→ Selected extract

Bragg v. Gerstel

148 F.2d 757 | 5th Cir. | 1945

SIBLEY, Circuit Judge.

Bids for all the race track assets of Hollywood Jockey Club, Inc., a bankrupt, were considered in open creditors’ meeting, adjourned over twice for further consideration, whereupon that of James Donn, as trustee for Gulfstream Park Racing Assn., Inc., was recommended by Gerstel, trustee in bankruptcy, for acceptance as against one made by T. E. Bragg, who is connected with another race track. The referee, making a careful statement of his reasons, directed the acceptance of the Donn bid. Bragg and several creditors brought the matter for review before the judge, offering to make certain proofs as to Donn’s connections with the Homings, whose connection with the bankrupt will later appear. The judge held the offered proof would make no difference, and confirmed the referee’s decision. Bragg and four creditors appeal. Of the four, one has dismissed his appeal. Another is a lien creditor whose lien is not affected by the sale, and who it is argued has no reason to appeal. The third creditor’s appeal was in the name of Dulaney Vernay Company by its attorney at law named in the allowed proof of claim. It appears, however, that before the judgment appealed from was rendered the claim had been sold and transferred to another, and shortly after the appeal was taken was sold to George M. Gillett who in this court, appearing by the same attorney, moves to be substituted as appellant. Appellees resist this motion, asserting the appeal to be void. They also say that Bragg, as an unsuccessful bidder, has no standing to appeal, citing Certified Associates v. Foundation Properties, Inc., 2 Cir., 75 F.2d 286.

→ Task description
Condense the paragraph of the court opinion above that begins "Bids for all the race track assets" into a bulleted list of its main facts.

→ Source material
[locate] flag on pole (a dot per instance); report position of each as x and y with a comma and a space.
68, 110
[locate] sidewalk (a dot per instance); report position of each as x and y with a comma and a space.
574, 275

→ Result of this exercise
- Bids for all the race track assets of the bankrupt Hollywood Jockey Club, Inc., were considered at an open creditors' meeting that was adjourned twice.
- Gerstel, the trustee in bankruptcy, recommended accepting the bid of James Donn, as trustee for Gulfstream Park Racing Assn., Inc., over the bid of T. E. Bragg. The referee stated his reasons and directed acceptance of Donn's bid.
- Bragg and several creditors sought review before the judge and offered proof of Donn's connections with the Homings. The judge held that this proof would make no difference and confirmed the referee's decision.
- Bragg and four creditors appealed:
  - One creditor has dismissed his appeal.
  - Another is a lien creditor whose lien the sale does not affect.
  - A third appealed in the name of Dulaney Vernay Company. Its claim had been transferred before the judgment and was later sold to George M. Gillett, who now moves to be substituted as appellant.
- The appellees oppose Gillett's motion, calling that appeal void. They also argue that Bragg, as an unsuccessful bidder, has no standing to appeal, citing Certified Associates v. Foundation Properties, Inc.